> _Excerpted text_
= Beginning of Section =

MBE Award for Services to Education in Northern Ireland New Year's Honours List 2009.

Photograph: Left to Right: (Son) Craig, (Wife) Margaret, Billy Tate, (Daughter) Anna.

A school principal awarded the MBE in the recent New Year's Honours List has dedicated the award to his former principal, the late Donald Woodman of Portadown College. Billy Tate (55), who was born and brought up in Portadown, received the award for services to education in Northern Ireland.

He said Mr Woodman had been his inspiration and one of the people who had most influenced his teaching career. 'He was unique. He was an exceptional man and at a time when there was no leadership training, a great principal. He loved his pupils and we loved him," said Mr Tate. The other person who influenced him was Jim Barriskill, his principal at Thomas Street Primary School whom Mr Tate described as 'an excellent role model within teaching".

Mr Tate, who is principal of Belvoir Park Primary School, began his teaching career in 1977, and has been a principal for the past 20 years. During his career, he has also taught in Holywood High, Armagh Secondary and Aughnacloy Primary. One of eight children of the late Molly and Harold Tate, he was brought up in Burnbrae Avenue, just off Thomas Street, and attended Thomas Street Primary School and Portadown College.

He then went on to Stranmillis College of Education, Queen's University Belfast and the University of Hull, where he obtained a Bachelor of Education (BEd) degree, a Diploma in Educational Leadership and a Master of Business Administration Educational Leadership International (MBA).

In a recent contribution to the Portadown College Class of 1972 website, Mr Tate fondly recalls his day at the college. He notes that while his parents' concerns centred on being able to afford the school uniform, he was more worried about being a 'working-class boy" preparing to go to a 'middle-class school".

= End of Section =

> _Given information_
= Beginning of Section =

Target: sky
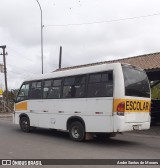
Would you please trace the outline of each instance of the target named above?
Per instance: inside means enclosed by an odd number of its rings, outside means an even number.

= End of Section =

> _What the task asks_
Reproduce the passage from the article on Billy Tate's MBE word for word, beginning at the words "MBE Award for" and stopping after "Tate, (Daughter) Anna.".

> _Answer_
MBE Award for Services to Education in Northern Ireland New Year's Honours List 2009.

Photograph: Left to Right: (Son) Craig, (Wife) Margaret, Billy Tate, (Daughter) Anna.